#### Selected extract

New Delhi: The national capital’s air quality was recorded in the “very poor” category on Friday morning, while government agencies said it is likely to improve slightly in the next 24 hours.
On Thursday, the city’s air quality had dropped to the worst levels since November last year, with farm fires accounting for 42 per cent of its pollution, the maximum this season so far.
Experts said unfavourable meteorological conditions – calm winds and low temperatures – and smoke from farm fires in neighbouring states pushed the air quality index to the “severe” zone on Thursday, the first time since January.
However, higher wind speed picked up later, helping in dispersion of pollutants.
Delhi’s air quality index (AQI) stood at 397 at 10 am. On Thursday, the 24-hour average AQI was 450, the highest since November 15 last year, when it was 458.

########

Activity
Copy the passage of the Delhi air quality report that begins at the words "On Thursday, the city’s" and stops after "dispersion of pollutants.", substituting "stubble burning" for "farm fires" throughout. Rely only on the text above.

#### Data

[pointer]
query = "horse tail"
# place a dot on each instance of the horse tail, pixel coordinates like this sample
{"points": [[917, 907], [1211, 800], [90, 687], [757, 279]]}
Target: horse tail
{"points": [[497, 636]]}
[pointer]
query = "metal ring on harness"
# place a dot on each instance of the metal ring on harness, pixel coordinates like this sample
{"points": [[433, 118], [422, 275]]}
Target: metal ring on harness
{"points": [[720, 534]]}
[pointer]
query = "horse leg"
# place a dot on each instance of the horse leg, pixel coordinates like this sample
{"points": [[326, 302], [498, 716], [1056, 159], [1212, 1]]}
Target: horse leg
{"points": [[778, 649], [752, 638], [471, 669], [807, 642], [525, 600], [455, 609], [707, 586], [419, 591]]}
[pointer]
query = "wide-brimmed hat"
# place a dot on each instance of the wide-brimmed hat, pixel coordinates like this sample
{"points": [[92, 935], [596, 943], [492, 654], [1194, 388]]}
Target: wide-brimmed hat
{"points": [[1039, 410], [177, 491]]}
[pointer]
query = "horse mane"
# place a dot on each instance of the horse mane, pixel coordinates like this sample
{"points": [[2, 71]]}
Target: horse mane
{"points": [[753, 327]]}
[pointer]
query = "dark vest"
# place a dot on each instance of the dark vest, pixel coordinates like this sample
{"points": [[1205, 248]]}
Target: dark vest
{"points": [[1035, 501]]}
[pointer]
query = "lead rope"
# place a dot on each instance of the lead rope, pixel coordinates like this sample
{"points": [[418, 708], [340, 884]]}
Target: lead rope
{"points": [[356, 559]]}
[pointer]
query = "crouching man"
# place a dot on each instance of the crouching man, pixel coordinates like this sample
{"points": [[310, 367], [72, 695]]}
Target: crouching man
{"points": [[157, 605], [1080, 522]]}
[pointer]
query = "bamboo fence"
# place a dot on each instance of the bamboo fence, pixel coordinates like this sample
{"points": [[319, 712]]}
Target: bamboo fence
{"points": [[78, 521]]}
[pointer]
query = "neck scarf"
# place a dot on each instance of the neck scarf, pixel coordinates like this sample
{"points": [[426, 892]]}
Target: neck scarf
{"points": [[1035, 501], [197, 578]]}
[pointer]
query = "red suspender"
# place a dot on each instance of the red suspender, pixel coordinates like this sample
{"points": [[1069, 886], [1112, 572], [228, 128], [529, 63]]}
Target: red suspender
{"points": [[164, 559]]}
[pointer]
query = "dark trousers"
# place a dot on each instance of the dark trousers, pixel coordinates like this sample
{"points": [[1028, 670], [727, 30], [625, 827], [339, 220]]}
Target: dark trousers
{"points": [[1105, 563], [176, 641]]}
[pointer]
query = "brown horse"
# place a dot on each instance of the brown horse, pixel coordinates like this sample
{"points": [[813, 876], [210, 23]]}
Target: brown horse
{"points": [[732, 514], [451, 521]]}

########

Exercise solution
On Thursday, the city’s air quality had dropped to the worst levels since November last year, with stubble burning accounting for 42 per cent of its pollution, the maximum this season so far.
Experts said unfavourable meteorological conditions – calm winds and low temperatures – and smoke from stubble burning in neighbouring states pushed the air quality index to the “severe” zone on Thursday, the first time since January.
However, higher wind speed picked up later, helping in dispersion of pollutants.